**Exercise objective**
In the passage about the Annotated Refugee Convention, up to what date does the preface claim comprehensive coverage of Canadian and U.S. Supreme Court and federal court cases?
──────── Passage given ────────
This kind of access, whether in the print or online context, not only facilitates the retrieval of pertinent cases but also promotes a more systematic comparison across jurisdictions. The downside is that topical classification can be a subjective process, resulting in the same case being assigned by different authors to different subject areas. For this reason, readers are advised to consult not only the table of contents/topical framework but also the index to better ensure the identification of relevant cases.
Lengthy as Annotated Refugee Convention is, it provides little detail regarding the author’s selection and scope policy. The preface claims coverage of Canadian and U.S. Supreme Court and federal court cases to be “comprehensive up to December 31, 2002…” (p. vi). But there appear to be some gaps. A random sampling: The U.S. Supreme Court decision INS v. Orlando Ventura, 537 U.S. 12 (U.S.S.Ct., 2002) is absent, as is Kwiatkowsky v. Canada,  2 S.C.R. 856 from the Supreme Court of Canada (text not available online); precedent decisions rendered by the U.S. federal appeals courts on gender issues are not fully represented when compared with other sources; nor, seemingly, are all Canadian federal cases that relate to gender persecution.
──────── Given records ────────
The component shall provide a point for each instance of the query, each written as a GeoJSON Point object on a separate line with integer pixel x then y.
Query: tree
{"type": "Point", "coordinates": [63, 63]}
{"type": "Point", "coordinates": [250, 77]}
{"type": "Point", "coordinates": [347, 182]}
────────
──────── Given records ────────
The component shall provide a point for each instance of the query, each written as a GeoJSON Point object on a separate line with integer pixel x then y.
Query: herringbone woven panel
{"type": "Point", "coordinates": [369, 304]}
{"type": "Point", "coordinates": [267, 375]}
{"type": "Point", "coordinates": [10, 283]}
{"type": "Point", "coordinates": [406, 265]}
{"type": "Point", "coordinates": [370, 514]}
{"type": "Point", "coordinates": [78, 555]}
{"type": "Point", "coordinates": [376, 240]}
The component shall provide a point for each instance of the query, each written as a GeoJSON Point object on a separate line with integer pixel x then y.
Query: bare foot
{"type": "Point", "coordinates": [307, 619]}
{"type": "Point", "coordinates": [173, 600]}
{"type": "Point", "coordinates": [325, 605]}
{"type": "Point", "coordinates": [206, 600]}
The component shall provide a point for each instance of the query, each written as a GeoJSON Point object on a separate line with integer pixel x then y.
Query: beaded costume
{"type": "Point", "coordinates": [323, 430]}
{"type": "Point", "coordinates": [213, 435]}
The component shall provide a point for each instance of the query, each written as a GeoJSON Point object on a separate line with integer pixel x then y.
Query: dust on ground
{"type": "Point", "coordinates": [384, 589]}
────────
──────── Given records ────────
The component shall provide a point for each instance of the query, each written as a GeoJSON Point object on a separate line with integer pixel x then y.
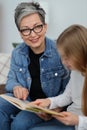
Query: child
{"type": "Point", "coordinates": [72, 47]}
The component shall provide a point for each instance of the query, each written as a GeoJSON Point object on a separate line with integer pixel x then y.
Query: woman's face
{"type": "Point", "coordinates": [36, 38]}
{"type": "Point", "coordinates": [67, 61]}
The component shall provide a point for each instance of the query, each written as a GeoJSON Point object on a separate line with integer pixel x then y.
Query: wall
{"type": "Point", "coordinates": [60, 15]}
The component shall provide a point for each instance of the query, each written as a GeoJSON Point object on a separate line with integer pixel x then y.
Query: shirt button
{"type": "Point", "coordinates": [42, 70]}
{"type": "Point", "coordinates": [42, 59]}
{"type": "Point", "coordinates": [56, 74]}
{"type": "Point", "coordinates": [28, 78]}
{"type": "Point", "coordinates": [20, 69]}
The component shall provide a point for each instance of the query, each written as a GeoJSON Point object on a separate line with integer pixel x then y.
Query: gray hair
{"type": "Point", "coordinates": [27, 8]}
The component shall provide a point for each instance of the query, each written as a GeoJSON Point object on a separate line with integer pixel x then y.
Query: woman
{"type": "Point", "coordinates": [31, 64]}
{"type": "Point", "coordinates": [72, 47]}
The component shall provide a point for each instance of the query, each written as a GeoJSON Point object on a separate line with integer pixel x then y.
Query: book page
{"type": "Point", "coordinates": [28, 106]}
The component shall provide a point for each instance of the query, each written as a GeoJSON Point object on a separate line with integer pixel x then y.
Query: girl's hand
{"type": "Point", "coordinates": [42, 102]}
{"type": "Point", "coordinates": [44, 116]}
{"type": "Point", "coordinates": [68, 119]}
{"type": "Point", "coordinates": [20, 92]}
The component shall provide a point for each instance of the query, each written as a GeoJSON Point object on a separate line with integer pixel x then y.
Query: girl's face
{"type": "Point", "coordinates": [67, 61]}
────────
**Result of the task**
December 31, 2002